# Instructions for the task
Reproduce all of the lines below, requests included, rescaling every answer coordinate by a factor of 1.15 and rounding it to a whole number, with halves rounded up. Keep all other numbers unchanged, and leave the pictures out of your answer.

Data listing
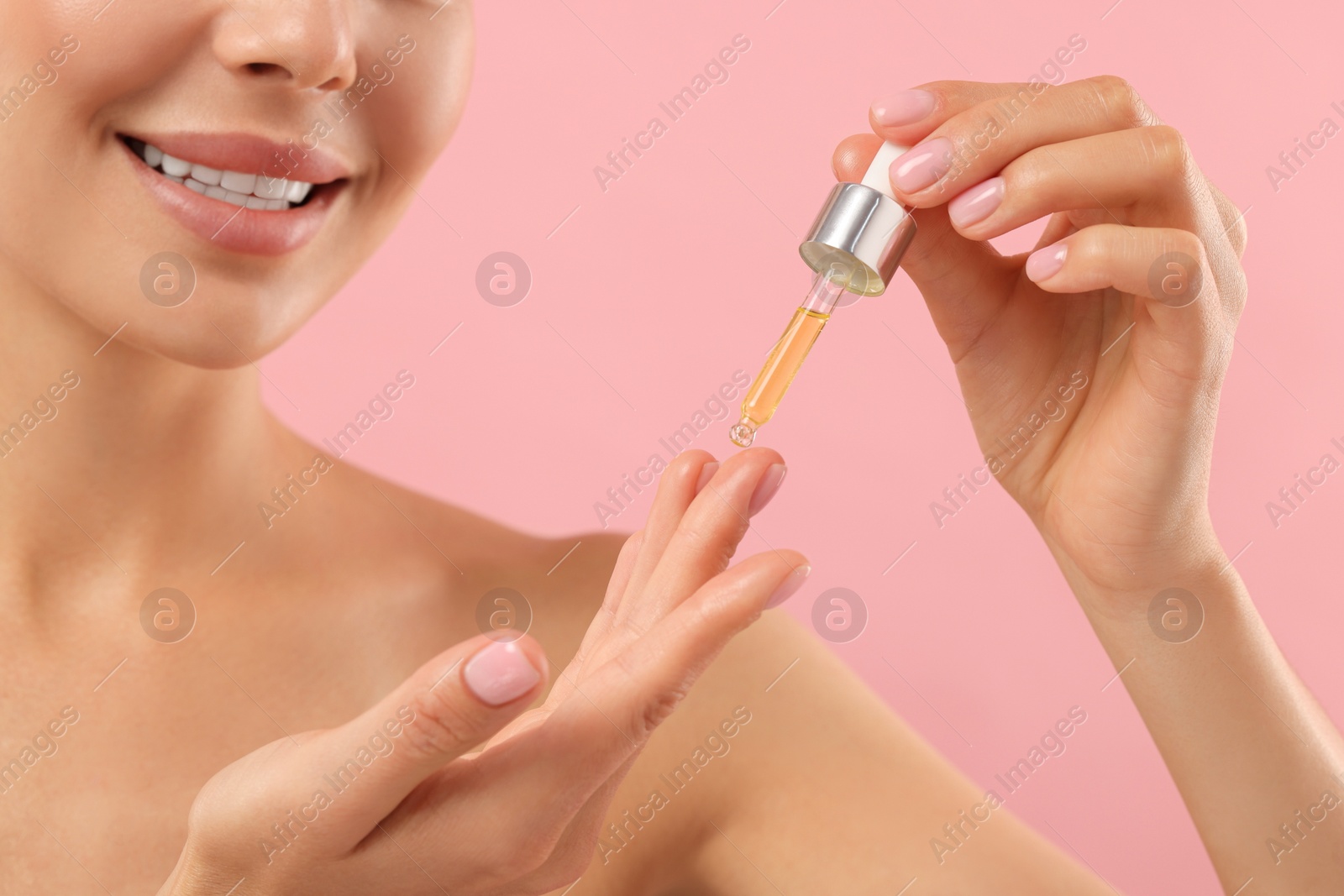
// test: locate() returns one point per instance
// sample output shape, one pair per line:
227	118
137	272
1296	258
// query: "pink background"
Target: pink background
685	269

# Answer in full
// test: locate() returns one point per instance
// sample output shape, one pair per line:
227	118
137	272
1296	258
// query: "pink background"
Target: pink background
788	309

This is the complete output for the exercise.